▸ ZU ERLEDIGEN:
1. Gib den Abschnitt aus dem Textauszug unverändert wieder, der bei den Worten „Einstiger Vorzeigeunternehmer wurde“ einsetzt und mit „Euro Geldstrafe verurteilt.“ schließt.
2. Nenne alle Zahlen, die im Textauszug in Ziffern geschrieben sind, und zwar jede nur einmal.
#### TEXTAUSZUG ####
Einstiger Vorzeigeunternehmer wurde wegen Untreue in 27 Fällen verurteilt Der 33-Jährige ist wieder im Geschäft – als Chef einer Investmentfirma

Einmal konnte sich Lars Windhorst als Angeklagter quasi freikaufen. Doch nicht alles lässt sich mit Geld regeln. Mit ernster Miene stand der einstige Vorzeigeunternehmer am Donnerstag erneut vor Gericht. So weiß wie das Einstecktuch in der Brusttasche seines dunklen Anzugs aber wird seine juristische Weste künftig nicht mehr sein: Wegen Untreue in 27 Fällen wurde der geständige Windhorst zu einem Jahr Haft auf Bewährung sowie 108 000 Euro Geldstrafe verurteilt.
#### EXTRAHIERTE DATENSÄTZE ####
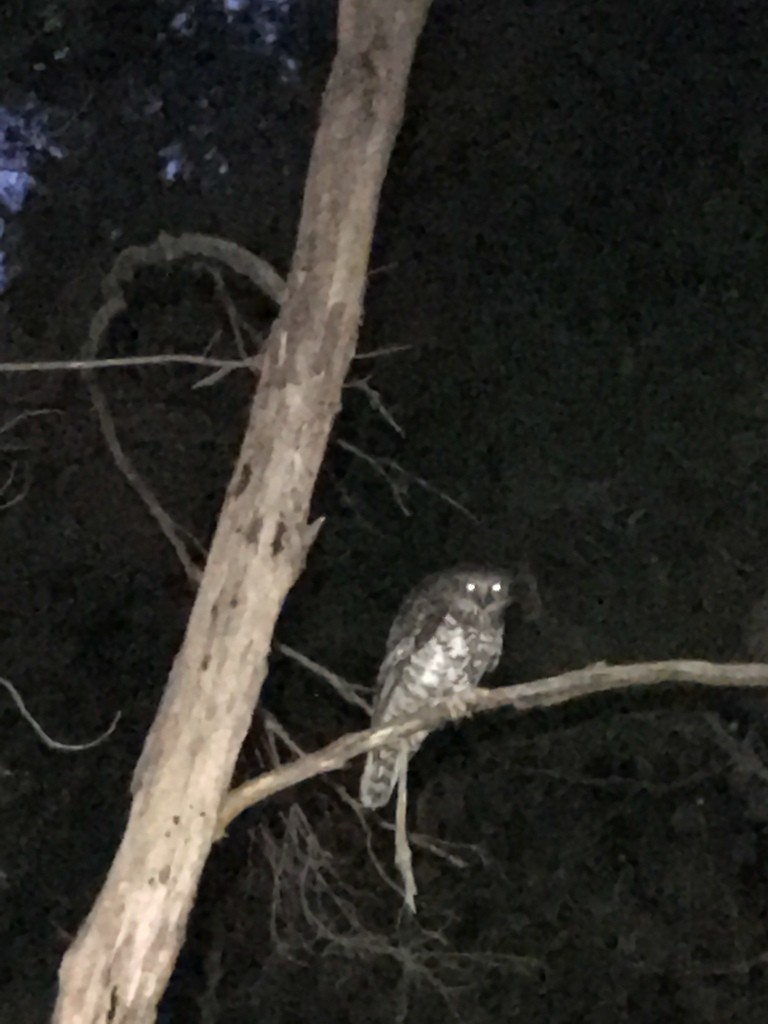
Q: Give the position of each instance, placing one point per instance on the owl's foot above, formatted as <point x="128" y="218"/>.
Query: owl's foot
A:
<point x="457" y="707"/>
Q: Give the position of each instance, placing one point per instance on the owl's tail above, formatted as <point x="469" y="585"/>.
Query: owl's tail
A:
<point x="379" y="776"/>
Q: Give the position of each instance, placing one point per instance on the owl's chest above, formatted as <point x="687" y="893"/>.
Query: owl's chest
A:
<point x="455" y="658"/>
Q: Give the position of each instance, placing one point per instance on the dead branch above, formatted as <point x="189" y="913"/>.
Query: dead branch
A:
<point x="546" y="692"/>
<point x="53" y="744"/>
<point x="120" y="963"/>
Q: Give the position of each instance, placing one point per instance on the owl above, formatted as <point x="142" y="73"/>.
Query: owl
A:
<point x="448" y="634"/>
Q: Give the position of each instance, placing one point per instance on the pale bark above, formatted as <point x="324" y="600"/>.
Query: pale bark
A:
<point x="122" y="958"/>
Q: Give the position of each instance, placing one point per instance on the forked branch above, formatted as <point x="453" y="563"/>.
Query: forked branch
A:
<point x="541" y="693"/>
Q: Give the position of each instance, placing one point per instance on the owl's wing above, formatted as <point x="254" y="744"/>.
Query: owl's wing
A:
<point x="415" y="626"/>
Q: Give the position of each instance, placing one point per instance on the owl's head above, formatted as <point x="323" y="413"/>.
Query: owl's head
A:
<point x="482" y="589"/>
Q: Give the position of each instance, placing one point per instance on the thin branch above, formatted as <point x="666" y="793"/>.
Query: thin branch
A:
<point x="128" y="360"/>
<point x="345" y="690"/>
<point x="402" y="858"/>
<point x="546" y="692"/>
<point x="53" y="744"/>
<point x="398" y="478"/>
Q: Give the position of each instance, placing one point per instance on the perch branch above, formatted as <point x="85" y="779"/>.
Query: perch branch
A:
<point x="546" y="692"/>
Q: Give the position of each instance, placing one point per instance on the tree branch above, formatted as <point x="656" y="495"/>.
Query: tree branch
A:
<point x="546" y="692"/>
<point x="120" y="963"/>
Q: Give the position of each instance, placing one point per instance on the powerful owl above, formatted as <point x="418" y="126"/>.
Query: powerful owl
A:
<point x="448" y="634"/>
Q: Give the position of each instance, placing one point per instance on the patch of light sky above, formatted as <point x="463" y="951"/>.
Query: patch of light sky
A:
<point x="263" y="24"/>
<point x="23" y="133"/>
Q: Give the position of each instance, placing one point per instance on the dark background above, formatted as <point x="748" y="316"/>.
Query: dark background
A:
<point x="572" y="242"/>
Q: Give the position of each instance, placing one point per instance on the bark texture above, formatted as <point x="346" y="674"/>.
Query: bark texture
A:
<point x="122" y="958"/>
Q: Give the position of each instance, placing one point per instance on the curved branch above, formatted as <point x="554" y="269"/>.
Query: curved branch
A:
<point x="541" y="693"/>
<point x="53" y="744"/>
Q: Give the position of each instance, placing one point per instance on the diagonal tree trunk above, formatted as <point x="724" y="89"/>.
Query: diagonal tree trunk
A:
<point x="122" y="958"/>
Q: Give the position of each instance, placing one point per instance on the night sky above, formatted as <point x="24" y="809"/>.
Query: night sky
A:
<point x="569" y="267"/>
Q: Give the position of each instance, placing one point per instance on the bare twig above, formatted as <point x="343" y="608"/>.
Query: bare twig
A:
<point x="402" y="858"/>
<point x="127" y="360"/>
<point x="377" y="403"/>
<point x="546" y="692"/>
<point x="345" y="689"/>
<point x="398" y="479"/>
<point x="53" y="744"/>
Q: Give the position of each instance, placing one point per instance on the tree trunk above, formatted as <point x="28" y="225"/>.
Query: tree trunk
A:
<point x="122" y="958"/>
####
▸ ANTWORTEN JE AUFGABE:
1.
Einstiger Vorzeigeunternehmer wurde wegen Untreue in 27 Fällen verurteilt Der 33-Jährige ist wieder im Geschäft – als Chef einer Investmentfirma

Einmal konnte sich Lars Windhorst als Angeklagter quasi freikaufen. Doch nicht alles lässt sich mit Geld regeln. Mit ernster Miene stand der einstige Vorzeigeunternehmer am Donnerstag erneut vor Gericht. So weiß wie das Einstecktuch in der Brusttasche seines dunklen Anzugs aber wird seine juristische Weste künftig nicht mehr sein: Wegen Untreue in 27 Fällen wurde der geständige Windhorst zu einem Jahr Haft auf Bewährung sowie 108 000 Euro Geldstrafe verurteilt.

2. 27, 33, 108 000